§ What you will do
**A.** List every professional designation that the Certified Financial Planner text says the CFP Board pre-approves for taking the exam without completing the education requirements.
**B.** Extend the text on Certified Financial Planner certification, starting after its last sentence.
# Start of Document text
= Certified Financial Planner =

Professional certification

The Certified Financial Planner (CFP) certification is a professional certification mark for financial planners conferred by the Certified Financial Planner Board of Standards (CFP Board) in the United States, and by 25 other organizations affiliated with the Financial Planning Standards Board (FPSB), the owner of the CFP mark outside of the United States. The certification is managed by the Certified Financial Planner Board of Standards, Inc. (CFP Board), which was founded in 1985 as a 501(c)(3) non-profit organization; it is neither a government designation nor an accredited degree.

To receive authorization to use the designation, a candidate must meet education, examination, experience, and ethics requirements and pay an ongoing certification fee.

In the United Kingdom, the CFP licence/designation is available to financial planners through membership of the Chartered Institute of Securities & Investment (CISI).

Globally, there are more than 230,648 licensed CFPs, with 57% in Americas, 37% in Asia Pacific, 3.3% in Europe & Middle East and 2% in Africa.

==Requirements for initial certification==

For initial certification, an individual must meet four categories of requirements: education, examination, experience, and ethics.

===Education requirements===

The candidate must have a bachelor's degree (or higher), or its equivalent in any discipline, from an accredited college or university. The bachelor's degree requirement may be completed after passing the CFP exam (within five years) and is not a requirement to be eligible to take the CFP Board Certification Examination. As a first step to the present CFP certification criteria, students must master a curriculum of approximately 100 topics on financial planning.

Individuals holding professional designations pre-approved by the CFP Board, which include attorneys, Certified Public Accountants (CPAs), Chartered Certified Accountants (CCAs), Chartered Accountants (CAs), Chartered Wealth Managers (CWMs), Chartered Life Underwriters (CLUs), Chartered Financial Consultants (ChFCs), and Chartered Financial Analysts (CFAs) are all entitled to register for and take the exam without having to complete the education requirements, by using the CFP-board's "challenge" status. PhDs in business or economics are also exempted from the educational requirements.

Individuals who seek to challenge the CFP certification exam must take a financial planning capstone course before sitting for the exam.

Foreign degrees may be substituted for a U.S. degree if they receive equivalency from a third-party organization. The CFP Board began requiring a college education in 2008. In the early years, for the first 25,000 CFP members, candidates could take the five courses and achieve certification without a comprehensive exam. In 1991 a comprehensive exam became required for new students.
# End of Document text
# Start of Information supplied
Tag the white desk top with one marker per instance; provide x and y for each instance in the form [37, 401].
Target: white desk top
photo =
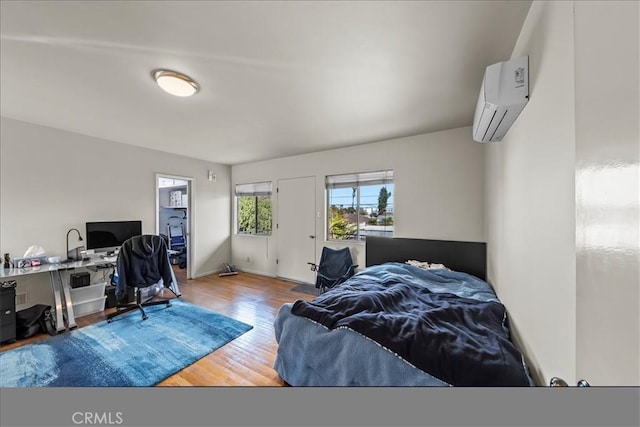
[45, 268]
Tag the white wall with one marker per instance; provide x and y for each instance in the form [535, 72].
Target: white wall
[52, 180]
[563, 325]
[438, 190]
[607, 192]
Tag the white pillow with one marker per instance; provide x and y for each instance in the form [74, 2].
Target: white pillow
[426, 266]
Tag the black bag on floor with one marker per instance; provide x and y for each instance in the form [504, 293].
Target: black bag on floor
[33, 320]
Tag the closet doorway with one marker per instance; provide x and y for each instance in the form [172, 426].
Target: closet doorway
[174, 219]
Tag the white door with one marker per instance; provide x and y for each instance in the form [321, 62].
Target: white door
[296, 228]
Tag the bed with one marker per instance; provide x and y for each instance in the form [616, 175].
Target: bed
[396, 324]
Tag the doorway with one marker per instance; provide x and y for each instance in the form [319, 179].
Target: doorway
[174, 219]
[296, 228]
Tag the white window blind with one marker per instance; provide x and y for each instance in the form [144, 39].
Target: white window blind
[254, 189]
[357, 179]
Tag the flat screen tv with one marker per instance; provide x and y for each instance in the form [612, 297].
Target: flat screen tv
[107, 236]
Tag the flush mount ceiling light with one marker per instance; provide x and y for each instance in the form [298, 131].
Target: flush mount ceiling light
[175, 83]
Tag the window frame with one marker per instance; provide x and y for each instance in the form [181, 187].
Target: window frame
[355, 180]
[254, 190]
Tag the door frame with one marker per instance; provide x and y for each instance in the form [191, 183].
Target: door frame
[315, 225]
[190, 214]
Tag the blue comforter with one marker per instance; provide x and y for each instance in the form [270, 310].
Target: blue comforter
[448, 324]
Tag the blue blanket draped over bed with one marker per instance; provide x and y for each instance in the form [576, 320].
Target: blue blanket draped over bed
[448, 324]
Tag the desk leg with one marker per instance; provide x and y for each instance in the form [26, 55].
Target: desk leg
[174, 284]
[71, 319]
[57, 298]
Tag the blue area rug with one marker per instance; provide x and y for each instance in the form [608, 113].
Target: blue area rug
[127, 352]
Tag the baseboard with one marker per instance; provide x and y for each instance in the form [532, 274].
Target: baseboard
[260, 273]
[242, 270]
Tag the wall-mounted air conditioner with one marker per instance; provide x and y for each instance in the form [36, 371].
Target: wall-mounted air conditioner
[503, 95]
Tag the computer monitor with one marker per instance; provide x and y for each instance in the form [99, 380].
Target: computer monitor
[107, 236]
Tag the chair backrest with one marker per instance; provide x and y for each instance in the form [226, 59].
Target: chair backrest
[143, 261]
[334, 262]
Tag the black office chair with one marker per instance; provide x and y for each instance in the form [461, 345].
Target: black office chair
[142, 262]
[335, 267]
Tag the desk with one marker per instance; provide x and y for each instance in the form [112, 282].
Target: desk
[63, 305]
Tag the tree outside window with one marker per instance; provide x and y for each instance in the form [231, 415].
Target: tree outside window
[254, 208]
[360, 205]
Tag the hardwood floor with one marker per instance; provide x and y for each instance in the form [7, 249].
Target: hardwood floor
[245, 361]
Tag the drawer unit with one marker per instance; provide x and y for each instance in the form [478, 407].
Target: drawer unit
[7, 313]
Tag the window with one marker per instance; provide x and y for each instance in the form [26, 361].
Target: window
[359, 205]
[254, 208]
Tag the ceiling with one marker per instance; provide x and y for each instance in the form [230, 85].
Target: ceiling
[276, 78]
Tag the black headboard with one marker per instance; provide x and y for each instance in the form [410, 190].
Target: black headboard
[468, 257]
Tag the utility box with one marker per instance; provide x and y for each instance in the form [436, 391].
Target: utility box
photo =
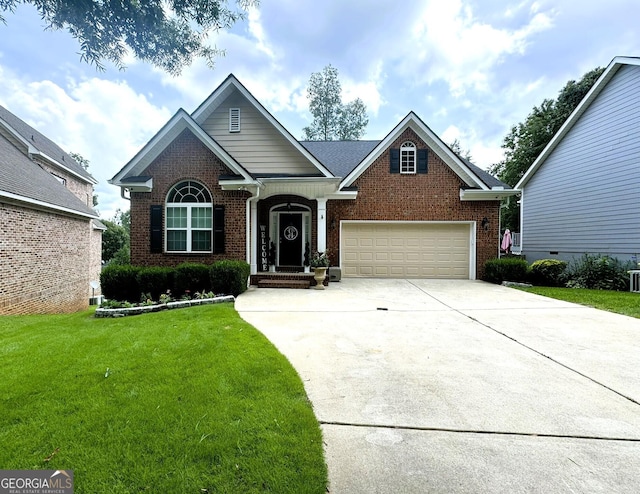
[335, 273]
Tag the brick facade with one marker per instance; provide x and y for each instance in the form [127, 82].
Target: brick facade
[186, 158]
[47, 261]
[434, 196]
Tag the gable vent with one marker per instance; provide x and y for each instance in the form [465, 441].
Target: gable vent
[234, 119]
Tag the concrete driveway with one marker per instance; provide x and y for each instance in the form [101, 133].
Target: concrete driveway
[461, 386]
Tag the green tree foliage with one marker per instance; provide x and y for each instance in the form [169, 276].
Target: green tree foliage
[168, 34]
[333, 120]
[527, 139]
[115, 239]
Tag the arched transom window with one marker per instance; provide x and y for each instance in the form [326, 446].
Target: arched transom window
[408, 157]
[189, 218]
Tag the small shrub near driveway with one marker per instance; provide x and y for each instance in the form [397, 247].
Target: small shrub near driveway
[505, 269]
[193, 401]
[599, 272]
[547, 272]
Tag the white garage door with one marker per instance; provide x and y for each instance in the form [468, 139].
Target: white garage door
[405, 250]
# End of Information supplied
§ Results of the tasks
**A.**
- Attorneys
- Certified Public Accountants (CPAs)
- Chartered Certified Accountants (CCAs)
- Chartered Accountants (CAs)
- Chartered Wealth Managers (CWMs)
- Chartered Life Underwriters (CLUs)
- Chartered Financial Consultants (ChFCs)
- Chartered Financial Analysts (CFAs)

**B.**
The CFP board and other organizations have communicated with the Consumer Financial Protection Bureau to augment accredited degree standards and ranking of professional designations.

The CFP Certification Examination is a multiple choice, computer-based exam consisting of 170 questions, broken into two sessions separated by a 40-minute break. Candidates have up to three hours to complete each session. The exam includes two case studies, multiple mini-case problem sets and stand-alone questions designed to assess the student's ability to apply their knowledge of the aforementioned areas to financial planning situations.

Students and certificants must adhere to the CFP Board Code of Ethics & Professional Responsibility and the Financial Planning Practice Standards. Registered investment advisors have a fiduciary duty to care for investments. The CFP Board can enforce them through its Disciplinary Rules and Procedures.

==Renewal of certification==

To maintain certification, in the United States, license holders are required to complete thirty hours of continuing education, of which two hours must be board-approved Ethics CE, and the remaining 28 are General CE.

==Related designations==
There are over 208 designations available for financial-services professionals. These are some of the more common designations.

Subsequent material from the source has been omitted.